▸ **Passage provided**:
People with specific phobias do not have to recognize that their fears are irrational or disproportionate to be diagnosed. Before diagnosing a specific phobia, a clinician will review the physical and psychological symptoms that a person is experiencing. A clinician might also use interviews and other diagnostic criteria to review the person’s social, medical, and psychiatric history. They will also rule out other mental disorders that might better explain a person’s symptoms, such as agoraphobia, social anxiety disorder, obsessive-compulsive disorder, or posttraumatic stress disorder.

Treatments for Specific Phobias

Several treatments and therapies exist for specific phobias. These usually include psychotherapy, holistic or complementary approaches, or medications.

Psychotherapy may help people learn how to cope with and better manage their symptoms. For example, exposure therapy has been shown to be effective in treating specific phobias. Exposure therapy helps people gradually confront their fears in a controlled and safe environment, develop coping mechanisms and resilience, and eventually participate in activities they have avoided. Several types of exposure therapy exist: direct exposure to the feared object (in vivo exposure), vivid imagination of the feared object (imaginal exposure), exposure through virtual reality, and induction of physical sensations of fear (interoceptive exposure).7

Additionally, cognitive behavioral therapy (CBT) and desensitization therapy may effectively treat phobic symptoms.8 CBT teaches people to observe and modify problematic ways of thinking, behaving, and reacting to triggering situations. This approach focuses on reframing negative, triggering thoughts and beliefs so that they become less threatening and provoke less anxiety.9 Desensitization therapy, a type of behavioral therapy, involves removing the fear associated with a specific phobia and substituting that fear response with a relaxation technique.

▸ **Provided information**:
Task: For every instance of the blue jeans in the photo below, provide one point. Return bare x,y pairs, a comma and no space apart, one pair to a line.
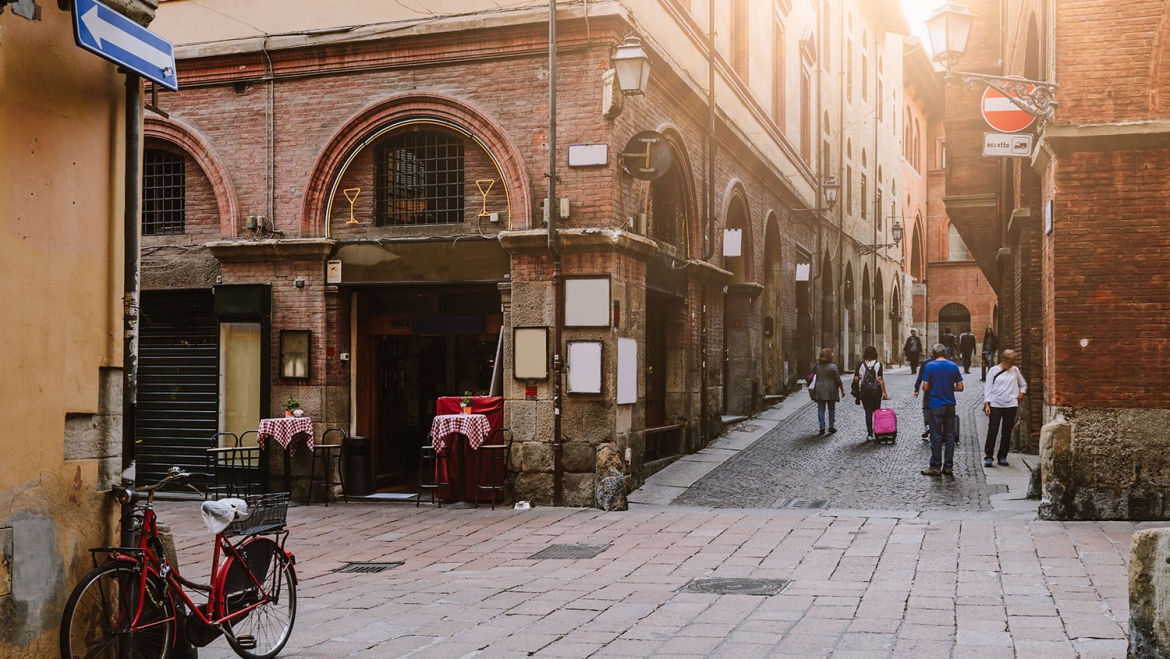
832,413
942,428
871,406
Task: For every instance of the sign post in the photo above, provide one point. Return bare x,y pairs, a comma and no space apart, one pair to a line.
112,36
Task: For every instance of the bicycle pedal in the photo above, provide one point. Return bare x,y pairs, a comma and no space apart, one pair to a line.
246,642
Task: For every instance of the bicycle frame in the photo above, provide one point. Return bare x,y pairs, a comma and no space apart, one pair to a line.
149,558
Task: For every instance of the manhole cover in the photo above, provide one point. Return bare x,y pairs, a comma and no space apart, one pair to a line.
570,551
367,568
806,503
737,587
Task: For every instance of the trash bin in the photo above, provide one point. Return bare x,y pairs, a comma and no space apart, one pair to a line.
356,465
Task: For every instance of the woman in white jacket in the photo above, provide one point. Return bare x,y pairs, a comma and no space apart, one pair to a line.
1000,399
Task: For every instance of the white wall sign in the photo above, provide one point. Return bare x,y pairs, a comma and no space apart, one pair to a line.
627,371
584,366
587,302
589,155
1003,145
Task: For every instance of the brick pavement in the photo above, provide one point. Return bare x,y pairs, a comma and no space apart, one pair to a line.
862,587
792,461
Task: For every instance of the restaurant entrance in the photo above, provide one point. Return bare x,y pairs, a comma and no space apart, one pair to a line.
421,344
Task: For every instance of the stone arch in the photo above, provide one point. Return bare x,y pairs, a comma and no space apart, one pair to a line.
200,150
687,176
404,108
737,214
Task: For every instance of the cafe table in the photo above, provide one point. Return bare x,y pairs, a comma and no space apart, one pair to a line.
447,432
286,431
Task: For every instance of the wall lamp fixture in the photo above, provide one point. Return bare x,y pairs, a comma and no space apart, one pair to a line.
949,28
830,189
896,230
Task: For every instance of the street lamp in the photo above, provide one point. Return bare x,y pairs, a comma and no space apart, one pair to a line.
896,230
830,187
949,28
633,66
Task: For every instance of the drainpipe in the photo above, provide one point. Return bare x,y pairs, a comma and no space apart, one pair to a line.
709,214
555,252
130,292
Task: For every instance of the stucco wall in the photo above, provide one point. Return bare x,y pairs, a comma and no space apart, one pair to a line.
61,159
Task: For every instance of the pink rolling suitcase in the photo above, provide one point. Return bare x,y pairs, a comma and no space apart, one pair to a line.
885,425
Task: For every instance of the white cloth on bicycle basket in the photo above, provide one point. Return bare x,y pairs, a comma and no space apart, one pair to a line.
219,514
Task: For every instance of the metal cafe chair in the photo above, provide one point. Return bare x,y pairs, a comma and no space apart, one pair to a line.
330,454
496,453
432,473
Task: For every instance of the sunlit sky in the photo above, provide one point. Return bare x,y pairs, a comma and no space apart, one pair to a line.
916,13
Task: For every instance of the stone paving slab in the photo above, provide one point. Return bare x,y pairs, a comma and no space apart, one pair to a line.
862,585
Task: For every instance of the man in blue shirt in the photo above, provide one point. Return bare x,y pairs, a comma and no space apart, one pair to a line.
941,378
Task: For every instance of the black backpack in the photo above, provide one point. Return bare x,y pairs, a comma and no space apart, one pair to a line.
869,385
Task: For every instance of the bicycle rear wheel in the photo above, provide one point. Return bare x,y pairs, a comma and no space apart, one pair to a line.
262,632
102,606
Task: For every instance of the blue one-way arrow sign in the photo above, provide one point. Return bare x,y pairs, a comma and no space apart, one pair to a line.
108,34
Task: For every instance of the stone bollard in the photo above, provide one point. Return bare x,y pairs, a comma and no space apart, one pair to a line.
1149,595
611,479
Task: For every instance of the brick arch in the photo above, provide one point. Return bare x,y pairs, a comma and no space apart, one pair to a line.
401,108
735,192
190,141
694,227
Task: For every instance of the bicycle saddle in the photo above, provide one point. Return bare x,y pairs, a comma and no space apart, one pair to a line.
219,514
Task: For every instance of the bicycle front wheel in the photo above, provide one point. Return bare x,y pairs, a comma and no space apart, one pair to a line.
262,632
111,605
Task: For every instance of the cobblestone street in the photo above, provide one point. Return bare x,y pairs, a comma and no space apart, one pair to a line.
792,461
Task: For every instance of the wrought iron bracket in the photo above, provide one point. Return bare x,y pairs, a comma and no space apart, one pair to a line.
1033,96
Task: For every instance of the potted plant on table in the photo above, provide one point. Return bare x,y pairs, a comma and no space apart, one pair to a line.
291,404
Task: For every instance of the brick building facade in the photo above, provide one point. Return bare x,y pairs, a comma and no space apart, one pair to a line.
1072,242
301,146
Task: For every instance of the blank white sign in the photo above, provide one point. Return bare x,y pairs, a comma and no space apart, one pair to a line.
627,371
585,366
587,302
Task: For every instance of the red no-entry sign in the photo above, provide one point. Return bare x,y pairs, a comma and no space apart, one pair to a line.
1002,114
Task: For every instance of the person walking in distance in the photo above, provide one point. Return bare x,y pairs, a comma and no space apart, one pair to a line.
913,350
871,386
990,345
825,389
967,348
948,340
941,378
1000,399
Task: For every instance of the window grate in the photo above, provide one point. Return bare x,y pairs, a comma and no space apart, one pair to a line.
419,179
164,192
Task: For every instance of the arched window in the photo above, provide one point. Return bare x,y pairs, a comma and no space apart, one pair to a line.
419,178
164,192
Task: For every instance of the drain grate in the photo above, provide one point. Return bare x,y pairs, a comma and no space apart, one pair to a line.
737,587
367,568
570,551
806,503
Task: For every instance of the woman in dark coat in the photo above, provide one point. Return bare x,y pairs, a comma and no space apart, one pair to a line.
825,390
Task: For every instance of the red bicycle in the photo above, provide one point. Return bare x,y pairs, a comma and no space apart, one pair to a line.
133,603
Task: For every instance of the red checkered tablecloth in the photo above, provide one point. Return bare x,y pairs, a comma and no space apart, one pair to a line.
446,426
284,430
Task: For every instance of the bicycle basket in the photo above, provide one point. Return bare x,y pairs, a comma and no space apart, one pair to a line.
266,513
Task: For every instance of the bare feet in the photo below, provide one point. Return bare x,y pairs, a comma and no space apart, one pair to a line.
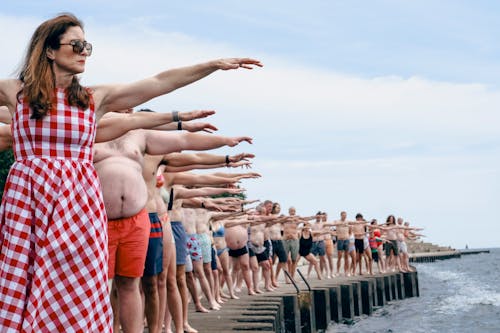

▸ **Your instructions**: Continue the passage on treating specific phobias, starting after its last sentence.

▸ **Your response**:
Holistic or complementary approaches, including relaxation techniques, mindfulness, and physical activities and exercise, may also help alleviate some of the symptoms of specific phobias, such as rapid heart rate, chest tightness, and difficulty breathing.8

In some cases, people may be prescribed medications to help decrease their anxiety symptoms while they undergo other types of therapy. Antianxiety medications (such as benzodiazepines) and beta-blockers may be used for short-term treatment of specific phobias.8

Although specific phobias can interfere with a person’s ability to enjoy daily life, treatment often reduces or eliminates their symptoms and allows people to move forward with their lives.


  1. National Institute of Mental Health. (2017, November). Specific phobia.
  2. American Psychiatric Association (APA). (2013). Diagnostic and statistical manual of mental disorders (5th ed.).
  3. Samra, C. K., & Abdijadid, S. (2020, January). Specific phobia. StatPearls.
  4. Center for the Treatment and Study of Anxiety, Perelman School of Medicine, University of Pennsylvania. Specific phobias. Accessed August 2020 from
  5. Garcia, R. (2017). Neurobiology of fear and specific phobias. Learning & Memory, 24(9), 462–471.
  6. Kogan, C. S., Stein, D. J., Maj, M., First, M. B., Emmelkamp, P. M., & Reed, G. M. (2016). The Classification of Anxiety and Fear-Related Disorders in the ICD-11. Depression and anxiety, 33(12), 1141–1154.
  7. Mayo Clinic. (2016, October). Specific phobias.
  8. American Psychological Association. (2017, July). What Is Exposure Therapy?
  9. Miyazaki, M., Benson-Martin, J. J., Stein, D. J., & Hollander, E. (2017). Anxiety disorders. Reference Module in Neuroscience and Biobehavioral Psychology. Elsevier.